Apr 29, 2025 - 22:37

The direct peer to peer communication is often blocked by NATs that is Network Address translation, NATs hide device IP addresses behind the routers and for security and IP management.

This creates a challenge to create a direct peer-to-peer connection between devices. The STUN servers provide a solution by letting devices learn their own public IP addresses and port numbers as seen by external networks

This article is going to explain

What is a STUN server?
Why is it necessary?
How it works and its important role in enabling modern technologies like WebRTC and VoIP

What is Network Address Translation (NAT)?

What is NAT?

NAT maps multiple private IP address inside a local or private network to a single IP address.

NATs are basically a workaround, that was invented to preserve limited IPv4 address space. they also come with a basic firewall by default, thus unsolicited inbound traffic is automatically blocked

How NAT breaks down connections?

The crux of the problem with NAT is that the traffic coming from public networks do not know which internal device to connect to and gets dropped by the NAT device (router).

For real time apps that rely heavily on UDP — which is chosen for its low latency and simplicity- this becomes a major issue because UDP is stateless.

Without a persistent session or explicit NAT mappings the UDP packets just get dropped

Introducing STUN

STUN — Session Traversal Utilities for NAT — is a protocol that was designed to help devices that are behind NAT to discover their own public facing IP address and port number.

Whenever a client wants to establish a peer-to-peer connection, it first contacts a STUN server on the internet, the STUN server then simply reflects back the observed IP address and port number back to the client

This lets the client know what its public IP address and port number is. The client can then use this information to create a direct connection with another client on the internet.

What STUN does not do?

The important thing to understand is what the STUN does not do. It does not route, relay or carry media or signalling traffic between peers

STUN just provides address discovery. If the direct peer to peer connection fails because of symmetric NAT or firewall rules then a different mechanism called TURN (Traversal Using Relays around NAT) must step in to relay the actual traffic.

TURN Servers

Metered Global TURN servers

Metered Global TURN Servers

Powerful API: Manage TURN servers, credentials, users, and usage data programmatically.
Global Geo-Location Targeting: Routes traffic to the nearest server for optimal performance.
Worldwide Servers: 57 regions including Toronto, Miami, San Francisco, Amsterdam, London, Frankfurt, Bangalore, Singapore, Sydney.
Low Latency: Under 30ms globally.
Cost-Effective: Pay-as-you-go with discounts.
Reliability: 99.999%

The Metered.ca also offers a free turn server called the openrelayproject.org

How STUN server works

The binding Request

The process starts when the client sends a binding request to a known STUN server, this is usually over UDP for speed and simplicity, although TCP is also an option when reliability and NAT behaviour demands.

This is very lightweight because it just asks the server for the clients public IP address and reports back to the client

Server Observation

When the binding request hits the STUN server, the server observes the source IP address and the port number the packet is originating from, this is basically the public mapping chart the client devices NAT has created for the outbound traffic.

Client Learning its address

When the client receives the binding response from the STUN server, the client learns its reflexive transport address — — that is the public IP/port combination assigned by NAT.

This information can be used to start a direct peer to peer connection, assuming the NAT traversal is possible on the NAT type otherwise you need a TURN server.

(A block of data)
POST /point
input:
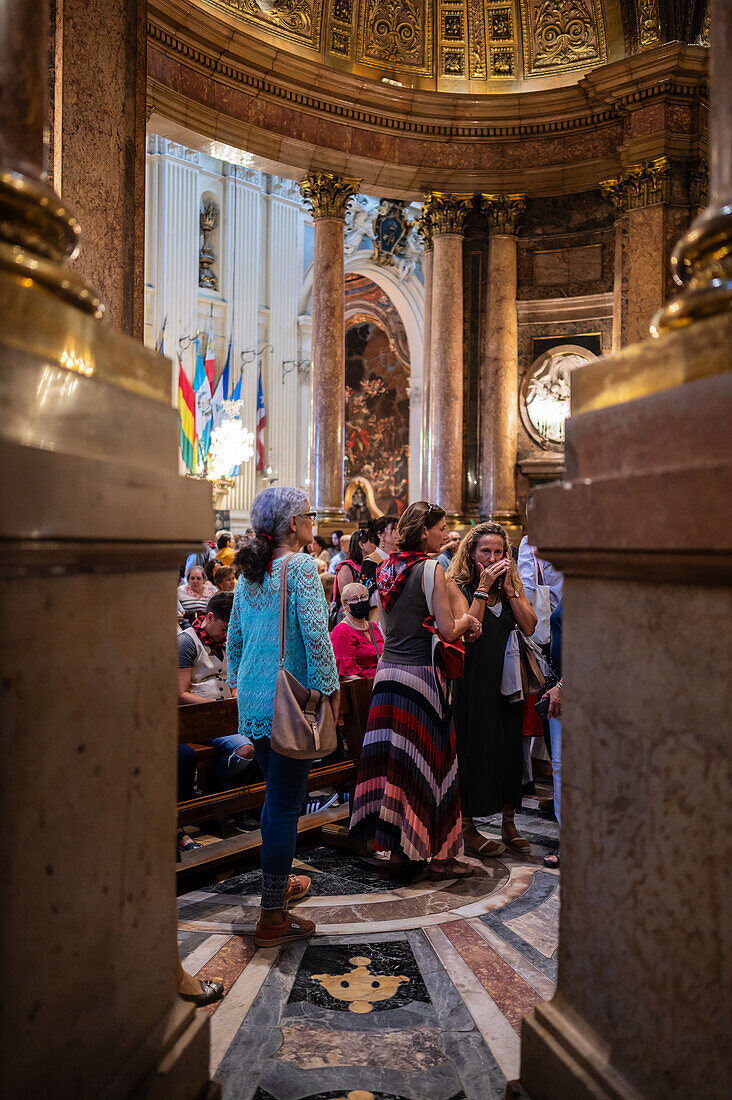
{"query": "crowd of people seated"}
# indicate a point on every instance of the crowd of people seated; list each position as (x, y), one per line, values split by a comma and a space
(438, 754)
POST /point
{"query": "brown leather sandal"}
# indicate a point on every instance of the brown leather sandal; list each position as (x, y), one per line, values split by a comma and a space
(274, 935)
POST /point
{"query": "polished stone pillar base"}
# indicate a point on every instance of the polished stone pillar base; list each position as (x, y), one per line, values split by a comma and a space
(94, 524)
(641, 530)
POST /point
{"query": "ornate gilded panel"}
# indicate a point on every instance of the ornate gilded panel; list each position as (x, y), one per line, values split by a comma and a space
(340, 37)
(397, 35)
(297, 20)
(560, 35)
(501, 31)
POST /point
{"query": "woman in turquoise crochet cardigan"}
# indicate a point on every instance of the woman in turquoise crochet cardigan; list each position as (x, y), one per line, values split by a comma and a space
(283, 525)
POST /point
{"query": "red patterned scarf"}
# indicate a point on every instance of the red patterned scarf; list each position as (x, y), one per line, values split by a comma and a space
(217, 648)
(393, 574)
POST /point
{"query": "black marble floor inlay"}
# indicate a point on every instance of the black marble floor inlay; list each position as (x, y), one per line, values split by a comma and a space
(336, 872)
(349, 1095)
(369, 978)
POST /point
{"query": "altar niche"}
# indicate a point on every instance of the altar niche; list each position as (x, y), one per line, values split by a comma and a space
(378, 415)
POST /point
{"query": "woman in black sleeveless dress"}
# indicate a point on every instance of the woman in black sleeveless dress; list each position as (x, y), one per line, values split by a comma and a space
(483, 580)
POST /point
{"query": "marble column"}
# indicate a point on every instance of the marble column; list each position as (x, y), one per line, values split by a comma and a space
(500, 380)
(99, 145)
(427, 260)
(328, 197)
(94, 521)
(446, 370)
(642, 1002)
(701, 262)
(643, 244)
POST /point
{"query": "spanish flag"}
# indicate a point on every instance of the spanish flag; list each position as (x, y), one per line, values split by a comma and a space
(187, 416)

**INSTRUCTIONS TO FOLLOW:**
Resume the write-up on STUN servers, going on from its final sentence.

**THE ANSWER:**
STUN and UDP Hole Punching

The information that is obtained from STUN — each client’s public IP address and port — which is important for enabling peer-to-peer connections in NAT environments.

This is because once each client device knows its own public IP and port number, it can then exchange it with another client on the internet with which it wants to establish a connection.

The client does this with the help of a signalling server. Once both the client’s have exchanged the Ip address and port number then they engage in UDP hole punching

Here is how UDP hole punching works:

Each peer starts sending UDP packets to other devices IP address and port number, simultaneously. although initial packets are dropped, the outgoing traffic form each device causes their respective NATs to open up temproray mappings, thus effectively punching a hole

Since most NATs allow the return traffic from the destination of an outbound packet, once both of these NATs have holes subsequent packets flow freely, thus enabling a direct connection.

This technique however does not work with all kinds of NATs because. Symmetric NATs a type of NAT the has mappings based on the destination and changes frequently making hole punching unreliable and a TURN server must be used for making a connection.

Limitations of STUN

While STUN is lightweight and effective in many NAT scenarios, it is important to understand its limits — especially when you need systems that are reliable

Here are some of the cases where STUN does not work, this is not a comprehensive list but just to give you an idea.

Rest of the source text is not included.